Erdogan told a joint news conference that Ankara continues its long-standing solidarity with Palestine in the strongest way.
He said that Turkey, which has recognised the Palestinian state from the moment it was proclaimed, defends the vision of a two-state solution on every platform.
“We have clearly demonstrated our response to the Israeli attacks and civilian casualties,” he said.
Erdogan has been a fervent supporter of the Palestinian cause who has branded Israel a “terrorist state”.
Abbas welcomes Turkish support
Erdogan said that Palestinian authorities, including different political factions, welcome the normalisation of ties between Turkey and Israel and that they want the dialogue to continue.
“On the contrary, our Palestinian brothers also express that these steps will contribute to the solution of the Palestinian issue and the improvement of the situation of the Palestinian people,” Erdogan said.
Abbas did not mention Turkish-Israeli relations in his comments, but thanked Erdogan for his past support.
“I would like to thank you for the close attention and hospitality you have shown us,” Abbas told Erdogan.
“I would like to reiterate my gratitude for the fact that Turkey and the Turkish government are on the side of Palestine.”
The veteran Palestinian leader’s visit is widely seen as an attempt by Turkey to show that it stood by old allies even as it repairs relations with more recent rivals.
Turkey has gradually mended fences across the region as it seeks new deals and investments to help recover from its most profound economic crisis in more than two decades.
The warming with Israel is being accompanied by plans to restore direct flights by Israeli airlines between the two countries, which could bring in more tourists to Turkey’s resorts.
Ankara is also hoping to revive an east Mediterranean natural gas pipeline project that won tentative backing from the US last year.
Separately, in a televised interview with broadcaster Haber Global on Tuesday, Foreign Minister Mevlut Cavusoglu, who visited Israel in May, said an ambassador candidate for Israel will be presented to Erdogan in the “coming days”.
“The steps that we are taking do not mean that Turkey will make concessions,” he said.

********

### What you will do
List every person named in the passage on Turkish-Palestinian relations. The material placed after this passage is not needed.

### Extracted material
********

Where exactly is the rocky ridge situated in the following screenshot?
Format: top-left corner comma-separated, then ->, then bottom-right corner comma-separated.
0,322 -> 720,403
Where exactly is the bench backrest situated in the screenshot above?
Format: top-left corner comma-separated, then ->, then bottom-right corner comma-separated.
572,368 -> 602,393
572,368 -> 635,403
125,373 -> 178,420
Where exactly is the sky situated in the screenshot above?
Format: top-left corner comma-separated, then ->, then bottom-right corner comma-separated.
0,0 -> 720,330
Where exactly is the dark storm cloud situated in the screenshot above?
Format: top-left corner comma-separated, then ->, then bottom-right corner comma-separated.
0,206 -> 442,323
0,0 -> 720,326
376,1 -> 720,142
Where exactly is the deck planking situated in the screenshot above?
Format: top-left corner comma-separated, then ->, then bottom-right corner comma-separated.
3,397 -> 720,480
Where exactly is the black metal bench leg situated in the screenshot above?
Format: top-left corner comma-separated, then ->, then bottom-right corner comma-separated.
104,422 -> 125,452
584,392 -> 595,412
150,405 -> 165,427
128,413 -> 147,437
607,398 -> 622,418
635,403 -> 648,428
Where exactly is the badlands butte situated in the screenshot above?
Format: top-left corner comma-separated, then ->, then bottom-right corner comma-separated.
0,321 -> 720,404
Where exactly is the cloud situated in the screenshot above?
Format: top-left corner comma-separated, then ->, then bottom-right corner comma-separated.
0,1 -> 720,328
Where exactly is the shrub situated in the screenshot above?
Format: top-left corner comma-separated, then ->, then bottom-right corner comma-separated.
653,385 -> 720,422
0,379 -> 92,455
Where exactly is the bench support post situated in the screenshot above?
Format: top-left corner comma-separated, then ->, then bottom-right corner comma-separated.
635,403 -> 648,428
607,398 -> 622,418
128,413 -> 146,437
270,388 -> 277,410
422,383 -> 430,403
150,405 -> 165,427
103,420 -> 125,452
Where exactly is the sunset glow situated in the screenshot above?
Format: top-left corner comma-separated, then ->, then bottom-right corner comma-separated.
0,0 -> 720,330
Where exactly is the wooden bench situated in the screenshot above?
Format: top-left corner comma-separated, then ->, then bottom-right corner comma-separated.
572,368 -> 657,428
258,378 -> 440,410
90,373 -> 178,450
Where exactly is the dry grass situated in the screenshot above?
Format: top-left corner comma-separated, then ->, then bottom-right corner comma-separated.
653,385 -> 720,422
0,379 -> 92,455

********

### Answer for this exercise
Erdogan, Abbas, Mevlut Cavusoglu